Excerpt provided:

United States

SECURITIES AND EXCHANGE COMMISSION

Washington, D.C. 20549

 

FORM 8-K

 

CURRENT REPORT

Pursuant to Section 13 or 15(d) of the

Securities Exchange Act of 1934

 

Date of report (Date of earliest event reported): August 3, 2018

 

HOUSTON AMERICAN ENERGY CORP.

(Exact name of registrant as specified in its charter)

 

Delaware   1-32955   76-0675953

(State or other jurisdiction of

incorporation or organization)

 

(Commission

File Number)

 

(IRS Employer

Identification No.)

 

801 Travis Street, Suite 1425

Houston, Texas 77002

 

(Address of principal executive offices, including zip code)

 

713-222-6966

 

(Registrant’s telephone number,

including area code)

 

 

 

(Former name or former address, if changed since last report)

 

Check the appropriate box below if the Form 8-K filing is intended to simultaneously satisfy the filing obligations of the registrant under any of the following provisions (see General Instruction A.2. below):

 

[  ] Written communications pursuant to Rule 425 under the Securities Act (17 CFR 230.425)

Challenge A:
Quote the Houston American Energy filing above in full, word for word.

Data section:
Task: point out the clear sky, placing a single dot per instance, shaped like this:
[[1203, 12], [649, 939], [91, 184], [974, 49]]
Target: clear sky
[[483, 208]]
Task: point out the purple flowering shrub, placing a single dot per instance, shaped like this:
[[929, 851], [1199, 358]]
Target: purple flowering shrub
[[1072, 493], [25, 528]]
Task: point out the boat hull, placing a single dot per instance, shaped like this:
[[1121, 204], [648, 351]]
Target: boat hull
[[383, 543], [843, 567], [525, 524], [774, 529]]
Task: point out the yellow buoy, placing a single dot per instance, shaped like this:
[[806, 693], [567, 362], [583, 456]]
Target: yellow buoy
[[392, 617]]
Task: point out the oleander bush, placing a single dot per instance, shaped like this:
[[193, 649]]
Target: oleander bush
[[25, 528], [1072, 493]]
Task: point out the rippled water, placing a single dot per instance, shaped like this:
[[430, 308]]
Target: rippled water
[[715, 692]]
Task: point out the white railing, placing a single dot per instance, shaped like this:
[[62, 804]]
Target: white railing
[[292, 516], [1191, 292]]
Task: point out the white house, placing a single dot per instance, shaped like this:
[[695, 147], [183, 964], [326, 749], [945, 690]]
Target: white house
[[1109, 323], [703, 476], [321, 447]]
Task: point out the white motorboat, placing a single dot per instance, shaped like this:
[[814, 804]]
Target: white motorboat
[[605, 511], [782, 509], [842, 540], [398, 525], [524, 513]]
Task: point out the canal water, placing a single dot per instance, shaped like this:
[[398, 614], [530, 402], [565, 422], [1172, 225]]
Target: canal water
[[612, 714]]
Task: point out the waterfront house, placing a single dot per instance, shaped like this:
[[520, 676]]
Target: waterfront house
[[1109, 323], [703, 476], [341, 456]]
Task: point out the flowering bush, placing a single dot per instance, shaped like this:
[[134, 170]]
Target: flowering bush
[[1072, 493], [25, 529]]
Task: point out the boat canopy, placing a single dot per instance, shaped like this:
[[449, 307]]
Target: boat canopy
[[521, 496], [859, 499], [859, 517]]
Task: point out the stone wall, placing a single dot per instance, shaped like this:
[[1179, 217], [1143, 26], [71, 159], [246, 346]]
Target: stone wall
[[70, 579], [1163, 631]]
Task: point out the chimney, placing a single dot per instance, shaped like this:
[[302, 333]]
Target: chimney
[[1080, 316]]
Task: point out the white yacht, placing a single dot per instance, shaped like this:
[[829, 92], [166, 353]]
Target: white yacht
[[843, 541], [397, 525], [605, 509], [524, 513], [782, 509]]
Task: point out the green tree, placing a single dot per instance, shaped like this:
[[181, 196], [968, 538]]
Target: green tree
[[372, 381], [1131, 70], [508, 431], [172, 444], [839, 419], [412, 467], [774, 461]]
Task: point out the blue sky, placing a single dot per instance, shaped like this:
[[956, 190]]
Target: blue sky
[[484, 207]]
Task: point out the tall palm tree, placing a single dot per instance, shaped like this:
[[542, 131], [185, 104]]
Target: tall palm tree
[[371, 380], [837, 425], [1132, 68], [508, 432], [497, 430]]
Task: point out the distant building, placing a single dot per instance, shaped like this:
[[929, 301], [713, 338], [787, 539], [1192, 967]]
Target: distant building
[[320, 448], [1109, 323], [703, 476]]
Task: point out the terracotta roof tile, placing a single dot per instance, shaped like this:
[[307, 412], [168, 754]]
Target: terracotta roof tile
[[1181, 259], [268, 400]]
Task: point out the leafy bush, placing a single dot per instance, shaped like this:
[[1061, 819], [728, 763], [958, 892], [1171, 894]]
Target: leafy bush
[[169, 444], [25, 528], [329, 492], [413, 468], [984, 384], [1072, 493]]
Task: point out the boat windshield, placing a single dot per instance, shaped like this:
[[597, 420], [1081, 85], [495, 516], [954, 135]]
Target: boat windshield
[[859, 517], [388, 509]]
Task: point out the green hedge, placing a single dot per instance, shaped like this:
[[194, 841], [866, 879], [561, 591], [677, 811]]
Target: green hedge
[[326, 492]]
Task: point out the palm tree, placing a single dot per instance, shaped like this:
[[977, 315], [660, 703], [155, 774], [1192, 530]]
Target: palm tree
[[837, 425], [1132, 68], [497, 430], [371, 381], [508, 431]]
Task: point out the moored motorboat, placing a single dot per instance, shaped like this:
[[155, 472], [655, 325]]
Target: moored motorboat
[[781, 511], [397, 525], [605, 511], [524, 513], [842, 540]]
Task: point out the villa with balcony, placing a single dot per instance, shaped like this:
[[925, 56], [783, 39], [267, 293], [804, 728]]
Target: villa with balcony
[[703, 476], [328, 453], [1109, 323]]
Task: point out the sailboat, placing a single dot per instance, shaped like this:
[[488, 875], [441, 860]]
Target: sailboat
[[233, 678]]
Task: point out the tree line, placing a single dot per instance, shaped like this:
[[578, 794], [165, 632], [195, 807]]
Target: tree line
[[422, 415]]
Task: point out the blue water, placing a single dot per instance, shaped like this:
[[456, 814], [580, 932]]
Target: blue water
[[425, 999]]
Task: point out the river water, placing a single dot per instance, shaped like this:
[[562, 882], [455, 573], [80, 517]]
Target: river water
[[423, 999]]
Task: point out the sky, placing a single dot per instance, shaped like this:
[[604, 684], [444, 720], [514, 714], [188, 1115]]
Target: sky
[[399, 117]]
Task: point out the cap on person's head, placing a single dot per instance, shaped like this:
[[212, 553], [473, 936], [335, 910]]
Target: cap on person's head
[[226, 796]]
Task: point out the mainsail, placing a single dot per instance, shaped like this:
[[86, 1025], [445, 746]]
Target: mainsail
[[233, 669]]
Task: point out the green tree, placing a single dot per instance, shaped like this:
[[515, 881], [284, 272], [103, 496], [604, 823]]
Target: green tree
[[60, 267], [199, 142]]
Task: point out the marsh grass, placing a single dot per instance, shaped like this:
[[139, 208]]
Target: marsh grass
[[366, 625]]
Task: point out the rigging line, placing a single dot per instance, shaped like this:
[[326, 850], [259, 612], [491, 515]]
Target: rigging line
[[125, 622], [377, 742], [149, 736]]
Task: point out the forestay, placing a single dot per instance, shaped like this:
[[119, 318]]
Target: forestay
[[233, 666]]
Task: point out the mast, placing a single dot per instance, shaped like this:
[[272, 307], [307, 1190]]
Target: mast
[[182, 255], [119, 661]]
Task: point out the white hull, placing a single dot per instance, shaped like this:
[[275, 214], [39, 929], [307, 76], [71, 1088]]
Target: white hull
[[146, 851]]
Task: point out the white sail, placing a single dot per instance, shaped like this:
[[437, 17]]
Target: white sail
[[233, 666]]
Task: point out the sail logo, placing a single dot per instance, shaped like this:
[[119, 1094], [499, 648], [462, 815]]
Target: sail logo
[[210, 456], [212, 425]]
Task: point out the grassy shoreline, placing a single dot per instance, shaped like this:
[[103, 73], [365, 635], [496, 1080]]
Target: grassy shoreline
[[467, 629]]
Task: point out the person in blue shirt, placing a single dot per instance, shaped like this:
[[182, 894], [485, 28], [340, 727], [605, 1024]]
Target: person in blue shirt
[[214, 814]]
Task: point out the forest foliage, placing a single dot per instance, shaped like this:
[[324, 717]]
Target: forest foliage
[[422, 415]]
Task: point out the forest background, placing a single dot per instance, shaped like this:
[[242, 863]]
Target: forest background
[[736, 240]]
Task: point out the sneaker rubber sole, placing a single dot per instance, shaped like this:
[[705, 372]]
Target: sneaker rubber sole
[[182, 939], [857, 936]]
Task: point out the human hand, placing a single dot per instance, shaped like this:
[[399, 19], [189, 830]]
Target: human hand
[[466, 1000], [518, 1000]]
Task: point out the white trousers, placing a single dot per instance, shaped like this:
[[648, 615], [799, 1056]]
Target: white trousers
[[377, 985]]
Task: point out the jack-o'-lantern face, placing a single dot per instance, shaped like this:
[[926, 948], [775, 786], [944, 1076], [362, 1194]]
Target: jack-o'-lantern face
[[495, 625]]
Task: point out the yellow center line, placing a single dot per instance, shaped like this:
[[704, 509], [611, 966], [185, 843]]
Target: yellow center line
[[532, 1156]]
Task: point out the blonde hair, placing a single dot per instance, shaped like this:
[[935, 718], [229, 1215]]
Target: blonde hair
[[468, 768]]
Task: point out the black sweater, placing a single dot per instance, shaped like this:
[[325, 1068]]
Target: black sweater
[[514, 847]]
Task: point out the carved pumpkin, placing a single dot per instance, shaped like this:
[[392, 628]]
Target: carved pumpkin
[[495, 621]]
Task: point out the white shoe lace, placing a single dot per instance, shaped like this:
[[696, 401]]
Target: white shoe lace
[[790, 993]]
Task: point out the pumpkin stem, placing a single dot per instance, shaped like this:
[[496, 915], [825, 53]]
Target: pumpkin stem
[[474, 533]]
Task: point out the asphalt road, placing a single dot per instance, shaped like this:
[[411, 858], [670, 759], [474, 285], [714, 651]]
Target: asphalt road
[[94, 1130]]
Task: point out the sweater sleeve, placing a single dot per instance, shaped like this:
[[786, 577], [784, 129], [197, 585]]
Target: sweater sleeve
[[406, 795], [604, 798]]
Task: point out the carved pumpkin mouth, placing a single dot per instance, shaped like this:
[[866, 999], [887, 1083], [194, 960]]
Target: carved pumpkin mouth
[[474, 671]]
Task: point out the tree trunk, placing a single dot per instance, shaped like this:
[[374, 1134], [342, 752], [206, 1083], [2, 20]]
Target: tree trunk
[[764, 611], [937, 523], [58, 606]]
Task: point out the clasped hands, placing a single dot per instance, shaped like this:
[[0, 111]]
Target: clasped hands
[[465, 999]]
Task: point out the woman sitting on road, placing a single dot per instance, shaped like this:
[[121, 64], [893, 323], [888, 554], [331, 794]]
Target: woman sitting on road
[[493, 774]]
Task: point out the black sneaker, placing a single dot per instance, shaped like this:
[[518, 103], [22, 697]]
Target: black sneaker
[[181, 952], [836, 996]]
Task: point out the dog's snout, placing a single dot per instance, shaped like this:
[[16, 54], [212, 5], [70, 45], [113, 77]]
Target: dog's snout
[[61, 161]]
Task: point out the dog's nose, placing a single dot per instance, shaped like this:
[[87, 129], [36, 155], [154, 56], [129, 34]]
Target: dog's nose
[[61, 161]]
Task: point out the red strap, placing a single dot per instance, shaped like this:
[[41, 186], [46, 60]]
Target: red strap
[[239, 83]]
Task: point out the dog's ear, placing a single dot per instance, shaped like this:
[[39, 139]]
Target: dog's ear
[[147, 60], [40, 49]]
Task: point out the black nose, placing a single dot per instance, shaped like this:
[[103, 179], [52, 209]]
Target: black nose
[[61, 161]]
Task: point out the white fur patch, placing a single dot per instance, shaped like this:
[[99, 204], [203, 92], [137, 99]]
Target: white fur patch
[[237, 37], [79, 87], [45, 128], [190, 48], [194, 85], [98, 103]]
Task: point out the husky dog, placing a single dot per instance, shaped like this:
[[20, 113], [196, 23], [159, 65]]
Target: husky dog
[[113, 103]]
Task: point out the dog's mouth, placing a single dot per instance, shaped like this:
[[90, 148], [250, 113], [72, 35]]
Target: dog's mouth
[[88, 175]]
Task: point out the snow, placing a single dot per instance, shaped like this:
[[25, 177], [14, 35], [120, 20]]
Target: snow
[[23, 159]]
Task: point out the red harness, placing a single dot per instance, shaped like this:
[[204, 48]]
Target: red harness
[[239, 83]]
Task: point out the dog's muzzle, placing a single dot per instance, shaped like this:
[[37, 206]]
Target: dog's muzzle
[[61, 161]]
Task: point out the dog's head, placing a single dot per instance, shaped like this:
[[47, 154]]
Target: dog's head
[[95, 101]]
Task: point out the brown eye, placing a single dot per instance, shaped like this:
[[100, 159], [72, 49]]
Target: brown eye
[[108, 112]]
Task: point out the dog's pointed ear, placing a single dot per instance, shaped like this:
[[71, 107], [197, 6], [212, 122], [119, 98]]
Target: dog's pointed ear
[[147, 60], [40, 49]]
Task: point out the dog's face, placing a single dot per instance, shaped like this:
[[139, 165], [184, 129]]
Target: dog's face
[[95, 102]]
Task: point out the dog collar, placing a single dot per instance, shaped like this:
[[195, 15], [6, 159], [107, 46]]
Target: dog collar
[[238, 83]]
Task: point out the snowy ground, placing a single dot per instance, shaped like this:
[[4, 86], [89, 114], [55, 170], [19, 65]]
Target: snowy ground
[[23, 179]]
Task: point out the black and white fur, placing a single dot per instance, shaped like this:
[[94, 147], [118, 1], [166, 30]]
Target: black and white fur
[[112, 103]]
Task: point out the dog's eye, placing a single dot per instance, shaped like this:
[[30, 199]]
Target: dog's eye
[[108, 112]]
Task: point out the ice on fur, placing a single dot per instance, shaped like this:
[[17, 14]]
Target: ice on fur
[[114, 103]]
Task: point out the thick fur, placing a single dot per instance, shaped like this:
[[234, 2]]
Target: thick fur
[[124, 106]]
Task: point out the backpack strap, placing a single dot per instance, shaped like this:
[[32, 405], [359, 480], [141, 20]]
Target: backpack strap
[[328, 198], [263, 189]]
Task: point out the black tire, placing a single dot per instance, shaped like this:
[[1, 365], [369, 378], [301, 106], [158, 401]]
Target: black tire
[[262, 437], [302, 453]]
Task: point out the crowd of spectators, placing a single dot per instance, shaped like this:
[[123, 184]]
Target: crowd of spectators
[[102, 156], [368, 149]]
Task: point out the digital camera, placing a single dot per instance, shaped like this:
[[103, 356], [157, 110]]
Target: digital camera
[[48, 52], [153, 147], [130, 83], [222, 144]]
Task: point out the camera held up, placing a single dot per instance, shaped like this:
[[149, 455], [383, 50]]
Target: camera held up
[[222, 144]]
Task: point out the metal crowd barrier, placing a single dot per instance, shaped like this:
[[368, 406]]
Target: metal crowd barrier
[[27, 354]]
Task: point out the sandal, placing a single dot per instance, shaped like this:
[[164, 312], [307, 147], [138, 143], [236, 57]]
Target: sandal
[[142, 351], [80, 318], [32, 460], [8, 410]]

Challenge B:
Please print the listing lines exactly as they appear, beginning at the line that contains "Task: point out the green hedge, placing" and stopping after the line that contains "[[233, 669]]".

Response A:
United States

SECURITIES AND EXCHANGE COMMISSION

Washington, D.C. 20549

 

FORM 8-K

 

CURRENT REPORT

Pursuant to Section 13 or 15(d) of the

Securities Exchange Act of 1934

 

Date of report (Date of earliest event reported): August 3, 2018

 

HOUSTON AMERICAN ENERGY CORP.

(Exact name of registrant as specified in its charter)

 

Delaware   1-32955   76-0675953

(State or other jurisdiction of

incorporation or organization)

 

(Commission

File Number)

 

(IRS Employer

Identification No.)

 

801 Travis Street, Suite 1425

Houston, Texas 77002

 

(Address of principal executive offices, including zip code)

 

713-222-6966

 

(Registrant’s telephone number,

including area code)

 

 

 

(Former name or former address, if changed since last report)

 

Check the appropriate box below if the Form 8-K filing is intended to simultaneously satisfy the filing obligations of the registrant under any of the following provisions (see General Instruction A.2. below):

 

[  ] Written communications pursuant to Rule 425 under the Securities Act (17 CFR 230.425)

Response B:
Task: point out the green hedge, placing a single dot per instance, shaped like this:
[[194, 841], [866, 879], [561, 591], [677, 811]]
Target: green hedge
[[326, 492]]
Task: point out the palm tree, placing a single dot per instance, shaped like this:
[[977, 315], [660, 703], [155, 774], [1192, 530]]
Target: palm tree
[[837, 425], [1132, 68], [497, 430], [371, 381], [508, 431]]
Task: point out the moored motorboat, placing a single dot per instance, shaped like this:
[[155, 472], [655, 325]]
Target: moored motorboat
[[781, 511], [397, 525], [605, 511], [524, 513], [842, 540]]
Task: point out the villa with balcony, placing a single dot per instance, shaped like this:
[[925, 56], [783, 39], [267, 293], [804, 728]]
Target: villa with balcony
[[703, 476], [328, 453], [1109, 323]]
Task: point out the sailboat, placing a single dot per instance, shaped like this:
[[488, 875], [441, 860]]
Target: sailboat
[[233, 678]]
Task: point out the tree line, placing a single dot per instance, shaped like this:
[[578, 794], [165, 632], [195, 807]]
Target: tree line
[[422, 415]]
Task: point out the blue water, placing a single dot per instance, shaped like this:
[[456, 814], [580, 932]]
Target: blue water
[[425, 999]]
Task: point out the river water, placing a single dot per instance, shaped like this:
[[562, 882], [455, 573], [80, 517]]
Target: river water
[[423, 999]]
Task: point out the sky, placing a single dot per instance, shaped like this:
[[604, 684], [444, 720], [514, 714], [188, 1115]]
Target: sky
[[399, 117]]
Task: point out the cap on person's head, placing a single dot per instance, shaped like this:
[[212, 553], [473, 936], [335, 910]]
Target: cap on person's head
[[226, 796]]
Task: point out the mainsail, placing a single dot per instance, shaped like this:
[[86, 1025], [445, 746]]
Target: mainsail
[[233, 669]]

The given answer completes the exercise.